::: DATA TO EXAMINE :::

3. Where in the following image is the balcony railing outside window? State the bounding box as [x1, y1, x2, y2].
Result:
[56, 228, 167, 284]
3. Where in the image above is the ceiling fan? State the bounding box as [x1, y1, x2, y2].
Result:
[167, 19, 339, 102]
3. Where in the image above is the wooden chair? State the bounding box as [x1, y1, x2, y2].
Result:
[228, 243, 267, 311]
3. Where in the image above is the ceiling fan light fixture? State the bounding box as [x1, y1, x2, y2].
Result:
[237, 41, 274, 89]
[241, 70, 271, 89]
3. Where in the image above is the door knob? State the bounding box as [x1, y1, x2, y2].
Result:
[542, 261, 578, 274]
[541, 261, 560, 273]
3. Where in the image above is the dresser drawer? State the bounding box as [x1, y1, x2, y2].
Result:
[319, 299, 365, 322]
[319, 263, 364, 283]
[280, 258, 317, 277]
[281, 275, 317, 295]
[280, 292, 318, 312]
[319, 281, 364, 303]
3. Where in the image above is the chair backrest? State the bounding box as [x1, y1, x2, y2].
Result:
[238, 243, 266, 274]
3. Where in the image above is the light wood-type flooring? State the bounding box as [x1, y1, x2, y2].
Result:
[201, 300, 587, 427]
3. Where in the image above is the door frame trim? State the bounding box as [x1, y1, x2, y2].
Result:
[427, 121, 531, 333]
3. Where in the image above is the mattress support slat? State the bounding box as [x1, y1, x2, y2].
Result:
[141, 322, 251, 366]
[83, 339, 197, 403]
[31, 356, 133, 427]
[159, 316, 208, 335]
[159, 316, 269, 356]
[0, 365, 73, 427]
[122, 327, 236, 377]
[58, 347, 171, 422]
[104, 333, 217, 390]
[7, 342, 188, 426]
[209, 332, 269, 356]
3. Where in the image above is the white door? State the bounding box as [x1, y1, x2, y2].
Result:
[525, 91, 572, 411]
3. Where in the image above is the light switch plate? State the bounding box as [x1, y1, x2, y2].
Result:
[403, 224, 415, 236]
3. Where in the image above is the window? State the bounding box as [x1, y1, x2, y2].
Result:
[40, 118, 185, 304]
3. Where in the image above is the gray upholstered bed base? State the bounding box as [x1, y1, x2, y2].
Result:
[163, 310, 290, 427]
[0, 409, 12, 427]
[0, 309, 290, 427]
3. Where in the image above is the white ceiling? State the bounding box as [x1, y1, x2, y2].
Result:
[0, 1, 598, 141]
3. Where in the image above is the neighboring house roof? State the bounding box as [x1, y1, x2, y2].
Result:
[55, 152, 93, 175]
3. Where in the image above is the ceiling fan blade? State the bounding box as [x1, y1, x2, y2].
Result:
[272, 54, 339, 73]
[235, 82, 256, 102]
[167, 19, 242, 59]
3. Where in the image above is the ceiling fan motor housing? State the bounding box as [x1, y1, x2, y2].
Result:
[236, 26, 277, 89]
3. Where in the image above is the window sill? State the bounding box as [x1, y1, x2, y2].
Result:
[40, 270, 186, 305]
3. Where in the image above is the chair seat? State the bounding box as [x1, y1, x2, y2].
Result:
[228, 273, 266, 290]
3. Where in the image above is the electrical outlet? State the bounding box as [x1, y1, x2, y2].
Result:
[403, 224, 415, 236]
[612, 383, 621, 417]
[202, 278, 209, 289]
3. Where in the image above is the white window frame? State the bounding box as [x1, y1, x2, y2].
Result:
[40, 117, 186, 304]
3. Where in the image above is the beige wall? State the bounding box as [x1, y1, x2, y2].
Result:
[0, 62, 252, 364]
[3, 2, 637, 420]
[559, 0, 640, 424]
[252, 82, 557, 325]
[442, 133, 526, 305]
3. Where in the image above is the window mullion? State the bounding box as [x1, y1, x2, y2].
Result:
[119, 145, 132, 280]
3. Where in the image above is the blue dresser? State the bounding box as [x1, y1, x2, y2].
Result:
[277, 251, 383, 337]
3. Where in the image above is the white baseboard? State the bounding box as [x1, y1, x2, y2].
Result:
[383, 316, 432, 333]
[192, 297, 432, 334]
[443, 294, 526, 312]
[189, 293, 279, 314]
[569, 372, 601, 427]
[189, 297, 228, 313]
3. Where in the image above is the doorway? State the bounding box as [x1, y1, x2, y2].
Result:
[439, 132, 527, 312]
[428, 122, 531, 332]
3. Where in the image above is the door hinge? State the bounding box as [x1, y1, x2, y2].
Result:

:::

**EXERCISE AIM:** From the entries above, collect every line with the string "window" in it.

**OUTPUT FOR THIS EXERCISE:**
3. Where in the following image is the balcony railing outside window? State the bounding box as [x1, y1, x2, y2].
3. Where in the image above is the window? State the bounding box as [x1, y1, x2, y2].
3. Where in the image above is the window sill? State the bounding box as [x1, y1, x2, y2].
3. Where in the image above is the white window frame? State the bounding box as [x1, y1, x2, y2].
3. Where in the image above is the window mullion? State the bounding box as [x1, y1, x2, y2].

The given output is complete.